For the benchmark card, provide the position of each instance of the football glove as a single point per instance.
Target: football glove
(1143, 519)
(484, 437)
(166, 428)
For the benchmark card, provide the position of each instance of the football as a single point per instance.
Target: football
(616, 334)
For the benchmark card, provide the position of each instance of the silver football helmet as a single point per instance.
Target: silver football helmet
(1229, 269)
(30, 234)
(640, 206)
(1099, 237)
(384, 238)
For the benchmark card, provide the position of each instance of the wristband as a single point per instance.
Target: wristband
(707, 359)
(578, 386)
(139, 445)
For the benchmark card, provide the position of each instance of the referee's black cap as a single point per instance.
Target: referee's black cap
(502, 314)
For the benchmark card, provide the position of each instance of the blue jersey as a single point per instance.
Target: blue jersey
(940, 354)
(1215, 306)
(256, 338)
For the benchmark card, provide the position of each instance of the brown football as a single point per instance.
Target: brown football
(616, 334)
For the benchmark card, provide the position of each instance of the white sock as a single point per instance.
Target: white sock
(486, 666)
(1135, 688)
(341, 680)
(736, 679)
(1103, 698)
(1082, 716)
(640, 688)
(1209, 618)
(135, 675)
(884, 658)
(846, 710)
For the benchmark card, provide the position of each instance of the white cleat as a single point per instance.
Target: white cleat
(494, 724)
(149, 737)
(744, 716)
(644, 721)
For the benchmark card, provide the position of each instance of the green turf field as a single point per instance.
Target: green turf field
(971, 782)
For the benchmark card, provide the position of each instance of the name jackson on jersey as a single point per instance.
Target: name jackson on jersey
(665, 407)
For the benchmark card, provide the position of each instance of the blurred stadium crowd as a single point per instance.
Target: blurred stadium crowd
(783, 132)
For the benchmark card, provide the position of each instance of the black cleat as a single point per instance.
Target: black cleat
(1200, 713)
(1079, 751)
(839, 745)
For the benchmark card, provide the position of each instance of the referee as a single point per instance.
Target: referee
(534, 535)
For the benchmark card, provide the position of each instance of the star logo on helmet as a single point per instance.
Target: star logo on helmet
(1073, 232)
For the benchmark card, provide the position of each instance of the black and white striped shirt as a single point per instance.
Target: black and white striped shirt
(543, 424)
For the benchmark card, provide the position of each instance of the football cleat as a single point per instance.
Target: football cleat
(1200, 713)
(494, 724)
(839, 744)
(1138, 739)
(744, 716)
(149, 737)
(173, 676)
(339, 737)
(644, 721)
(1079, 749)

=======

BRIEF
Format the records above as a two-column CSV with the header instruction,points and one row per record. Put each record's text in the first column and its answer in the second, each as a single quoted field with line breaks replaced by spaces.

ANSWER TO THE EXERCISE
instruction,points
"For the benchmark card, provide the position of each instance of the football glove as a single point per instance. Target: football glove","(1143, 519) (484, 437) (166, 428)"
"For the benchmark card, provide the position of each instance of the football as a single point per instance. Target: football","(616, 334)"
"For the benchmark card, provide the position of each instance of the silver football helmet as a single point per instance. Target: silver football helmet","(1229, 269) (30, 234) (640, 206) (1099, 237) (384, 238)"
"For the benchmark card, provide the position of each instance of the wristband as a single point per instance. Target: wristband","(707, 359) (578, 386) (139, 445)"
"For the benchmark card, provide the position of each instance of the referee's black cap as a single point per instance. Target: referee's black cap","(502, 314)"
"For the benchmark card, provide the position of each instance of the blue jersey as a single point per instance. Target: blue jersey","(940, 354) (1215, 306) (256, 338)"
"For the benchmark card, provide the position of each instance of the brown football as a single point per instance. Target: brown football","(616, 334)"
"For the benchmark card, provide the position of each instance of the white sock as a single point per instance. Target: white sock","(486, 666) (1135, 688) (341, 680) (736, 679) (1103, 698) (1082, 716) (640, 688) (1209, 618) (135, 675) (884, 658) (846, 710)"
"For the benchmark card, provide the position of each instance of the white cleat as a single point per instance. Target: white cleat","(494, 724) (149, 737) (744, 716) (644, 721)"
"For the benchmark card, provide the position of each instance of the green turf field as a single point per instance. Target: green turf field","(971, 782)"
"For the benchmark card, provide the position of each instance of the name jackson on jersey as a single point per instance. Target: name jackson on jersey","(665, 407)"
"For the benchmark card, provide the position of each instance of the blurred stadium crowd as a single point per instance. Target: blurred stadium crowd","(783, 132)"
"For the benchmark card, provide the position of each instance of the black cleat as a single point per instance. Target: black cleat","(1200, 713) (1079, 751) (839, 745)"
"For the benchmark card, provide the position of each instance of the referee as a single point per instance. Target: referee","(534, 535)"
"For the benchmark card, provide the position of each instance of the star logo on helmet as a single point per instance. Target: star logo on helmet","(1073, 232)"
"For the benchmark card, provide the position of each instance of the black and white striped shirt as a single point per instance. Target: black and white striped shirt","(543, 424)"
"For the benchmark card, provide the position of each instance of the football cleat as a single point per instance. Target: football cleat","(1200, 713) (494, 724) (839, 744) (1138, 739) (744, 716) (149, 737) (173, 676) (339, 737) (644, 721) (1079, 749)"